> _YOUR GOAL_:
Once the line with "find the dirt ground in the photo below" is found in the entries below, repeat it and each following line exactly, up to and including the line with "find the suv rear window in the photo above". Add no other lines.
################
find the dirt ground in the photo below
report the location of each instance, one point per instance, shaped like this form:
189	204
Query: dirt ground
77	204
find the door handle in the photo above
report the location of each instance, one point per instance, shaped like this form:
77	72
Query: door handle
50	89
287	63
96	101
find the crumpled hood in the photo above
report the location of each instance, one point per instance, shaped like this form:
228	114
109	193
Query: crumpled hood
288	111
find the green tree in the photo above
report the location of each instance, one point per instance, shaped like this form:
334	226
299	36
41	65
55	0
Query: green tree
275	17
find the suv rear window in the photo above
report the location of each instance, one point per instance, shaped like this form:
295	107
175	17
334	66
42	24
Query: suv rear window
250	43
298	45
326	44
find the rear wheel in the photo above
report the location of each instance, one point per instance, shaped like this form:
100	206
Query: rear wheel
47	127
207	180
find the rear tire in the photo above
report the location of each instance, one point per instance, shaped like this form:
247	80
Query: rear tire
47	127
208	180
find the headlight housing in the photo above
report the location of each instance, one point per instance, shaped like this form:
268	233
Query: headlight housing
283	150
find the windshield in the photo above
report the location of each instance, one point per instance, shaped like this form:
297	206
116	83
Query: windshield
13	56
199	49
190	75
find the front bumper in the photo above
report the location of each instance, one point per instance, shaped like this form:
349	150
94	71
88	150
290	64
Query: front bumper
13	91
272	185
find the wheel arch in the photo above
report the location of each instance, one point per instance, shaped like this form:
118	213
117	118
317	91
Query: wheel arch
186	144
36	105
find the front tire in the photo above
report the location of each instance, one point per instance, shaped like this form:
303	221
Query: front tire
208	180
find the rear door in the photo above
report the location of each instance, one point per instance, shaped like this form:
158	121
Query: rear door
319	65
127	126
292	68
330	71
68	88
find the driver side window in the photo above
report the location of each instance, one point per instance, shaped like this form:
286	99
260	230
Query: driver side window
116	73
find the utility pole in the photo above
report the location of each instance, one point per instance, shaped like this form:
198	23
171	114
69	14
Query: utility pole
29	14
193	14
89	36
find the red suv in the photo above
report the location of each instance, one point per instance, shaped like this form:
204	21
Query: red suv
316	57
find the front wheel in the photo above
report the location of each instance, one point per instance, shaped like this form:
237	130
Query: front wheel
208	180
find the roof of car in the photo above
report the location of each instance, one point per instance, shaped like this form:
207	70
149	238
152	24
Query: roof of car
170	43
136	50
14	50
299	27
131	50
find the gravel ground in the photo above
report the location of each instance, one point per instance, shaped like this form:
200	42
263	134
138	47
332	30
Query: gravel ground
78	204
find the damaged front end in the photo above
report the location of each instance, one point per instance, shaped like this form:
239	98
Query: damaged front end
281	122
################
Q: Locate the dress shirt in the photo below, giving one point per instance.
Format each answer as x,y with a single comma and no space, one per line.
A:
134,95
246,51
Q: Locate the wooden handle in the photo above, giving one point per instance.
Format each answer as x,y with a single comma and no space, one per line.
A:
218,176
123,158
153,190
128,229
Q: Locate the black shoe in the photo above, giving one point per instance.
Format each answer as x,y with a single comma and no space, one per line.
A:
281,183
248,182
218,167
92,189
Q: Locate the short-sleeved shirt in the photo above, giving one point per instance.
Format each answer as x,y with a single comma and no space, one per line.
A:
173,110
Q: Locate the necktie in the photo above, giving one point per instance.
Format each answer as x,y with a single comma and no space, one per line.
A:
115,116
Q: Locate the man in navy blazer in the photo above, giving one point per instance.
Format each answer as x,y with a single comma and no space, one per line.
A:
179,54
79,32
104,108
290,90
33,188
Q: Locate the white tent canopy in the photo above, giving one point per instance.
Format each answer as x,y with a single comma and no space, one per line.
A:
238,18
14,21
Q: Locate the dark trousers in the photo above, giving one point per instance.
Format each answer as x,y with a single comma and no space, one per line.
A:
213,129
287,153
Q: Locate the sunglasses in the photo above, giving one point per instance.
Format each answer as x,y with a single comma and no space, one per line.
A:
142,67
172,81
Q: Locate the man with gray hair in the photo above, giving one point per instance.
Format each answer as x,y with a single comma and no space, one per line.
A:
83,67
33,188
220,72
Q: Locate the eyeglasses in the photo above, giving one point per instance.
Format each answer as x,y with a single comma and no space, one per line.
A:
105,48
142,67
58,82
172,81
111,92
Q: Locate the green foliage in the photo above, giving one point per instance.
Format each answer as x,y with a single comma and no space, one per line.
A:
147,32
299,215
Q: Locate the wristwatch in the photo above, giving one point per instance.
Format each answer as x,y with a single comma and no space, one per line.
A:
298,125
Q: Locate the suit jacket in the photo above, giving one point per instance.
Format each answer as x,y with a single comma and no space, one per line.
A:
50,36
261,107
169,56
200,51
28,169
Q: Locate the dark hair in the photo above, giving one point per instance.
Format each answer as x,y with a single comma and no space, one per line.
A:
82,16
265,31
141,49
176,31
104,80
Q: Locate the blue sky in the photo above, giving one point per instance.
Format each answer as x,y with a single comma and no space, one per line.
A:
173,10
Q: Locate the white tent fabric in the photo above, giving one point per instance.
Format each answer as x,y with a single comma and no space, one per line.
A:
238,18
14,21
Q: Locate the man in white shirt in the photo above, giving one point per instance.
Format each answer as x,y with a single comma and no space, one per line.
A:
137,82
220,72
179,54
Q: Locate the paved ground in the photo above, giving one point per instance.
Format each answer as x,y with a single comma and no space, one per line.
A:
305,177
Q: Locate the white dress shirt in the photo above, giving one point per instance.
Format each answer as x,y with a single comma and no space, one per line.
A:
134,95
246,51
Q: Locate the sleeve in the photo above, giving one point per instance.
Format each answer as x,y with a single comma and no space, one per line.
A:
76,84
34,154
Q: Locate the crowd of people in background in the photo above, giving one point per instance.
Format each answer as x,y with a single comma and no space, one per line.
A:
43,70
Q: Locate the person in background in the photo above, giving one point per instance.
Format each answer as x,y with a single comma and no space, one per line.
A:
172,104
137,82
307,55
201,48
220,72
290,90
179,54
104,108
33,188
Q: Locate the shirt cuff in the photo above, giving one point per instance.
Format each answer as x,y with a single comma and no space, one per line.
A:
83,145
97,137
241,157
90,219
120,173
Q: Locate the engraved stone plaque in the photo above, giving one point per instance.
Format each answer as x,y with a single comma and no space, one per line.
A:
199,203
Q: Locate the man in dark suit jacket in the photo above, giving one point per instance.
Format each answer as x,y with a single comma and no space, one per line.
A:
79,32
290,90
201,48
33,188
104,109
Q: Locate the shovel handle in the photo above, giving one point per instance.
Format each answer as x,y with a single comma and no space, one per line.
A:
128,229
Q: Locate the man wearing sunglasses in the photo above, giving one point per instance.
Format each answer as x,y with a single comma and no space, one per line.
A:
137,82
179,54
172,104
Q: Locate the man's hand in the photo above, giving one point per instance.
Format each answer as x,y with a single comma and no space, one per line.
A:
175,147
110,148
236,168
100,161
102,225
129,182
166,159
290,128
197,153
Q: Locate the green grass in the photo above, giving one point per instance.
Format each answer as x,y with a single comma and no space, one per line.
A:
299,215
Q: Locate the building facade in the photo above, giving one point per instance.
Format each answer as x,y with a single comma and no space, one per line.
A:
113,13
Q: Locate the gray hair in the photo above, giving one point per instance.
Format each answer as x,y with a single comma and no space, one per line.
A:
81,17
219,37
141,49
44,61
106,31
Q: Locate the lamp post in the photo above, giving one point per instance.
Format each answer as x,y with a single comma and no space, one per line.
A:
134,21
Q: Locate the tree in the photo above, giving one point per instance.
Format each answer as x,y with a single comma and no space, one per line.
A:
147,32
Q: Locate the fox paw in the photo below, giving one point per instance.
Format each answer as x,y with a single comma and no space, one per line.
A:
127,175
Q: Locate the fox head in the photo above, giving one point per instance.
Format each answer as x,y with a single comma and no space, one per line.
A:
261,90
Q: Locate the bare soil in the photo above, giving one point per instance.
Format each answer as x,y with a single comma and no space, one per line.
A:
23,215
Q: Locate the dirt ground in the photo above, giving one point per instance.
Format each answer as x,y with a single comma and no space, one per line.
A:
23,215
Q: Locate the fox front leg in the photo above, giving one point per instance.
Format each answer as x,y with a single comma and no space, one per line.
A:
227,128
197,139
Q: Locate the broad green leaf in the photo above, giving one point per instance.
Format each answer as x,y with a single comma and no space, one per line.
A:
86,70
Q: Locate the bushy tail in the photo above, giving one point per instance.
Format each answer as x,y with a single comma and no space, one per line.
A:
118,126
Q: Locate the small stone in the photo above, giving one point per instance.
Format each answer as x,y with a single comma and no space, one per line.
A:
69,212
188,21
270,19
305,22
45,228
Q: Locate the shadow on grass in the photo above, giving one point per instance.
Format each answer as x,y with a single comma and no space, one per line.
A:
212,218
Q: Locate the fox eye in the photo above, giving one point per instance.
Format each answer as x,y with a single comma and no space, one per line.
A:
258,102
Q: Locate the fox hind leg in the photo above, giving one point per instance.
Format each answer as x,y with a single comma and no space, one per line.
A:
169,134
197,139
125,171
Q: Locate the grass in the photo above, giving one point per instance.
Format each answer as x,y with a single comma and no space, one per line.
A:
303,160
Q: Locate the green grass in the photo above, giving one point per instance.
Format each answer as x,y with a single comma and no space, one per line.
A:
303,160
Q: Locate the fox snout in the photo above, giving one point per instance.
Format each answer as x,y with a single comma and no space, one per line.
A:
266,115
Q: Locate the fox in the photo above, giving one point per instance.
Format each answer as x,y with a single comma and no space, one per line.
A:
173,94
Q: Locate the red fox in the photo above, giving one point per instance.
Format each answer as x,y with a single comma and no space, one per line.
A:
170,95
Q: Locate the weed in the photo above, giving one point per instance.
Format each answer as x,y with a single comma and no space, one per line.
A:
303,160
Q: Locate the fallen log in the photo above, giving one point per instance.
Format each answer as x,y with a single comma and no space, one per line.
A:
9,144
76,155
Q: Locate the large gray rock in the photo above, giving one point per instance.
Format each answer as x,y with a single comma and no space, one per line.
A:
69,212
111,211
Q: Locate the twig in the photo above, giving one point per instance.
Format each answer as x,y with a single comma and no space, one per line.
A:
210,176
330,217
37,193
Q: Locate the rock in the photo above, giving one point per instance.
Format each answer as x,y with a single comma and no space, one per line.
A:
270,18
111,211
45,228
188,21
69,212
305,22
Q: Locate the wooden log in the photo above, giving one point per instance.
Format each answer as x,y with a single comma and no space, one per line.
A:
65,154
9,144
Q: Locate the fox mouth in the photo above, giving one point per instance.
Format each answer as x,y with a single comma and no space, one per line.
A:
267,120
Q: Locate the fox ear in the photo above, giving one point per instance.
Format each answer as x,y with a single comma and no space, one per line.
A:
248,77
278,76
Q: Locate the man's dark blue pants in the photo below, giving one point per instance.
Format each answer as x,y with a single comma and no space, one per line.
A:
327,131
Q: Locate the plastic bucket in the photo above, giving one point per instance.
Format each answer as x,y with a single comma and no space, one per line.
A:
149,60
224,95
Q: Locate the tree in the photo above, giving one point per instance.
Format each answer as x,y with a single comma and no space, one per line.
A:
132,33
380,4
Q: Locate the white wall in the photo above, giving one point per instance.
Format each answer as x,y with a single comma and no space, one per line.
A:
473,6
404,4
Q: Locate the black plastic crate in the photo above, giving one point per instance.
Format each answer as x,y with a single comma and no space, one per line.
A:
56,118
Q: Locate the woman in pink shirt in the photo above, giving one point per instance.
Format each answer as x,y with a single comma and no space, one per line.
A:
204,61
################
> _TASK OUTPUT_:
find the dirt ground in the photo below
report the location of each instance, one point per instance, shaped like this form:
189	204
Query: dirt ground
77	204
find the door handle in the photo above
report the location of each instance, one point per instance, shaped like this form:
77	72
Query: door handle
50	89
287	63
96	101
find the crumpled hood in the photo above
report the location of each instance, one point per instance, shaped like this form:
228	114
109	193
Query: crumpled hood
288	111
find the green tree in the photo above
report the location of each instance, one point per instance, shaped like this form:
334	226
299	36
41	65
55	0
Query: green tree
275	17
find the suv rear window in the photo above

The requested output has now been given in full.